*WORK INSTRUCTIONS*
Return the lines from the line containing "Please mark the" onward. Each must match exactly, and the last line of the listing below must be included.

*DATA SUPPLIED*
__________________________________________________

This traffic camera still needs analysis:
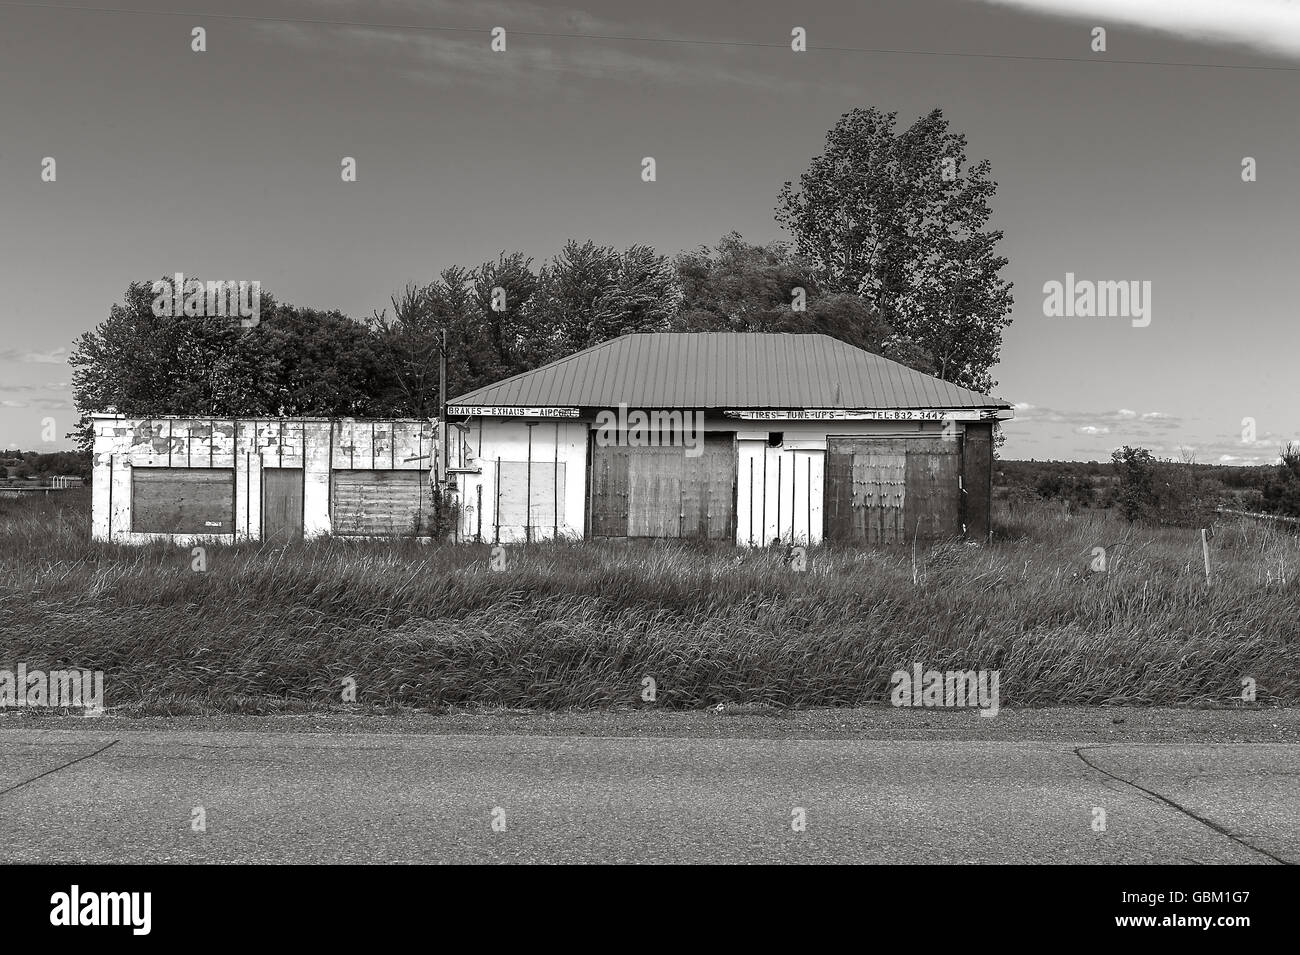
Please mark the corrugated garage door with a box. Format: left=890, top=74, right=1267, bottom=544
left=824, top=436, right=961, bottom=544
left=590, top=434, right=735, bottom=539
left=131, top=467, right=234, bottom=534
left=331, top=470, right=432, bottom=536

__________________________________________________

*COMPLETED EXERCISE*
Please mark the corrugated garage door with a box. Format: left=890, top=74, right=1267, bottom=544
left=824, top=436, right=961, bottom=544
left=590, top=434, right=735, bottom=539
left=131, top=467, right=234, bottom=534
left=331, top=470, right=432, bottom=536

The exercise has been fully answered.